# TEXT PASSAGE
That span is the longest here since the U.S. Supreme Court reinstated capital punishment more than four decades ago. It wasn’t long ago when death sentences were fairly routine in the state. Between 2007 and 2014, for example, prosecutors convinced Georgia juries to hand down death sentences in 18 cases.
Pursuing a death penalty means a costly trial and decades of appeals. And it’s now made more difficult by jurors’ growing reluctance to send convicts to their death. The availability of a life-without-parole sentence, which is seen by many as a more humane option, offers an alternative that district attorneys are turning to more often.
Last year, Georgia’s district attorneys filed notices to seek the death penalty in just three cases. That’s also the lowest number, on an annual basis, in decades. It wasn’t that long ago when DAs sought death for dozens of cases a year, such as in 2011 when they sought it 26 times or 2005 when they sought it 40 times, according to state records obtained by The Atlanta Journal-Constitution under an Open Records Act request.
“Wow, I didn’t know that,” Cobb County District Attorney Vic Reynolds said, when told so few death notices were filed last year. He attributed the precipitous drop to the ability of prosecutors to get sentences of life in prison without the possibility of parole.
This is also reflected on a national level. Across the U.S., capital sentences are reaching historic lows. Polls have shown increasing support for life-without-parole sentences as opposed to the death penalty.
Last year, 42 death sentences were imposed nationwide, according to the Death Penalty Information Center in Washington. That’s down from 83 such sentences in 2013 and 120 in 2008.
A decade ago, prosecutors in Georgia had to seek the death penalty against a murder defendant in order to get the option of a life-without-parole sentence. But in 2009 state lawmakers made a change that allows DAs to seek life without parole in non-death-penalty cases. In Georgia, a sentence of life in prison means an inmate can seek parole after serving just 30 years — a life-without-parole sentence is the only way to be sure someone convicted stays in prison.
In the Cobb County hot-car death case involving a toddler, Reynolds did not seek death for the child’s father, Justin Ross Harris. Instead, Reynolds obtained a life-without-parole sentence after Harris’ conviction.

# GIVEN PROBLEM 1
Could you put the entries below into a numbered list, starting at the line that contains "Q: For every instance of the blue" and ending at the last line of the entries, with blank lines left out?

# RECORD SET
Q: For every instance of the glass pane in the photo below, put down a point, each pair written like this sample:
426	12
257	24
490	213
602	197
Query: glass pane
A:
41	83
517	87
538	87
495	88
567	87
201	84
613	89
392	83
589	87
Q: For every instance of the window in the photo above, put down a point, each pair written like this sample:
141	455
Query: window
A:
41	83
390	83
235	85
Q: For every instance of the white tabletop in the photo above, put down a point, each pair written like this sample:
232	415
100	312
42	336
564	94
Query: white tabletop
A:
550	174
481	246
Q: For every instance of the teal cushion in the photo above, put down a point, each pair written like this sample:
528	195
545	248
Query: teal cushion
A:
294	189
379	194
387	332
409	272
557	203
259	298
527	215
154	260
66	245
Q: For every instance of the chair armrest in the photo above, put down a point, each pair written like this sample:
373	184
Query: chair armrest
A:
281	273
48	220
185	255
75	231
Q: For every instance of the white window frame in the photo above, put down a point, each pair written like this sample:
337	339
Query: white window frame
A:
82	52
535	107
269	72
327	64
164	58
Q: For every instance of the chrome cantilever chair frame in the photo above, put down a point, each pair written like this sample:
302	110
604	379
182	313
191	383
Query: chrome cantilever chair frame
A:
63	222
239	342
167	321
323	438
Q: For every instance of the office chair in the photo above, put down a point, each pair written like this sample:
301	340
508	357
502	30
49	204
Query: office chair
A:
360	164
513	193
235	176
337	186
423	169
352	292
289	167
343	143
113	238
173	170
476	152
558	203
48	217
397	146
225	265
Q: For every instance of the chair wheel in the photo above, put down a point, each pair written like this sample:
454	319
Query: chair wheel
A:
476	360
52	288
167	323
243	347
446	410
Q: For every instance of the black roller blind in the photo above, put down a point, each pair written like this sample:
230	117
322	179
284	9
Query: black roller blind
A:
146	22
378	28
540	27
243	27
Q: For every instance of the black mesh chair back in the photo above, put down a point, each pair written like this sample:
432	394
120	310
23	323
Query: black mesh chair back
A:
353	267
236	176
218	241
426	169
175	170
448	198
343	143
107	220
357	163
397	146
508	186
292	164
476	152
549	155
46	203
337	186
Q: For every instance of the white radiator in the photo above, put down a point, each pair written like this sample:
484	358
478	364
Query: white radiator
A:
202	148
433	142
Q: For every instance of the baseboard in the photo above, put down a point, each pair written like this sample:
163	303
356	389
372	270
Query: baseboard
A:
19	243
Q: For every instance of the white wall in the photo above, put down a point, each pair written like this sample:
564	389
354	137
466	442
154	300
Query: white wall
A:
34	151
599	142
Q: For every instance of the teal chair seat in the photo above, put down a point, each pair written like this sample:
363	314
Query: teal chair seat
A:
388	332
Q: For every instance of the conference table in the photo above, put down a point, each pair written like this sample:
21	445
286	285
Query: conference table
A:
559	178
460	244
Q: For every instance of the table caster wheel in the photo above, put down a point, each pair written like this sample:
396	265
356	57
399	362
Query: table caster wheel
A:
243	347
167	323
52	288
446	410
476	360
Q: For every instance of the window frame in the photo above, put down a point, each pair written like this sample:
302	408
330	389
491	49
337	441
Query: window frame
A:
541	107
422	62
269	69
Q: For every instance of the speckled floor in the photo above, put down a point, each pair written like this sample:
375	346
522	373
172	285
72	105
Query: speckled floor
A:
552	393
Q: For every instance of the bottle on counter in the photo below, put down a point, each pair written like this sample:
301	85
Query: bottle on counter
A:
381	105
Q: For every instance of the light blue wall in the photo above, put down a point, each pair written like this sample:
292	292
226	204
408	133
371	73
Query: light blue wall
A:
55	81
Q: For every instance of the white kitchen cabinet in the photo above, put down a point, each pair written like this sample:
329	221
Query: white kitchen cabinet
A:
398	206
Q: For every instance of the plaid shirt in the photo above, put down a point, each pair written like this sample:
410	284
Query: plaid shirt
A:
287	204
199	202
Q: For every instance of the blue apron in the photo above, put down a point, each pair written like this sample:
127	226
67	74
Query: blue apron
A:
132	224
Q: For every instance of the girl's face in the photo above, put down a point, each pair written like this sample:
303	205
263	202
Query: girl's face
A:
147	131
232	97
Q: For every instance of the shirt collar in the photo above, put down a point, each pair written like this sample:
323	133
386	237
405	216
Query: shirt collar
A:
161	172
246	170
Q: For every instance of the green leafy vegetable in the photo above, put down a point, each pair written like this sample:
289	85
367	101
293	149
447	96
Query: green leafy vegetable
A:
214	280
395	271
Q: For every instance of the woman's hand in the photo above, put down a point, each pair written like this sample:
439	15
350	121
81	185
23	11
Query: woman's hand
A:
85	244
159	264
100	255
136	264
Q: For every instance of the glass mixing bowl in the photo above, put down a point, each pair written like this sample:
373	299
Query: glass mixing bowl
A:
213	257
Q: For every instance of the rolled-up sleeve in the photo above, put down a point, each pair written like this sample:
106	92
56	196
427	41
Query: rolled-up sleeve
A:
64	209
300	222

# GIVEN PROBLEM 2
Can you output, word for word, the passage of the text on Georgia's declining death sentences starting at "This is also" and ending at "the death penalty."?

# TASK ANSWER 1
1. Q: For every instance of the blue apron in the photo above, put down a point, each pair written like this sample:
2. 127	226
3. 67	74
4. Query: blue apron
5. A:
6. 132	224
7. Q: For every instance of the girl's face in the photo above, put down a point, each pair written like this sample:
8. 303	205
9. 263	202
10. Query: girl's face
11. A:
12. 147	131
13. 232	97
14. Q: For every instance of the shirt collar in the photo above, put down a point, each pair written like this sample:
15. 323	133
16. 386	237
17. 405	216
18. Query: shirt collar
19. A:
20. 161	172
21. 246	170
22. Q: For every instance of the green leafy vegetable in the photo above, put down a point, each pair written like this sample:
23. 289	85
24. 367	101
25. 293	149
26. 447	96
27. Query: green leafy vegetable
28. A:
29. 214	280
30. 395	271
31. Q: For every instance of the woman's hand in the photo above, put down a point, each pair written like this sample:
32. 439	15
33. 350	121
34. 81	185
35. 23	11
36. Query: woman's hand
37. A:
38. 85	244
39. 159	264
40. 100	255
41. 136	264
42. Q: For every instance of the glass mixing bowl in the photo above, put down a point, each pair written like this sample:
43. 373	299
44. Query: glass mixing bowl
45. A:
46. 213	257
47. Q: For every instance of the rolled-up sleeve in the photo above, put down a point, each pair written like this sample:
48. 106	92
49. 56	196
50. 427	41
51. Query: rolled-up sleeve
52. A:
53. 64	209
54. 300	222

# TASK ANSWER 2
This is also reflected on a national level. Across the U.S., capital sentences are reaching historic lows. Polls have shown increasing support for life-without-parole sentences as opposed to the death penalty.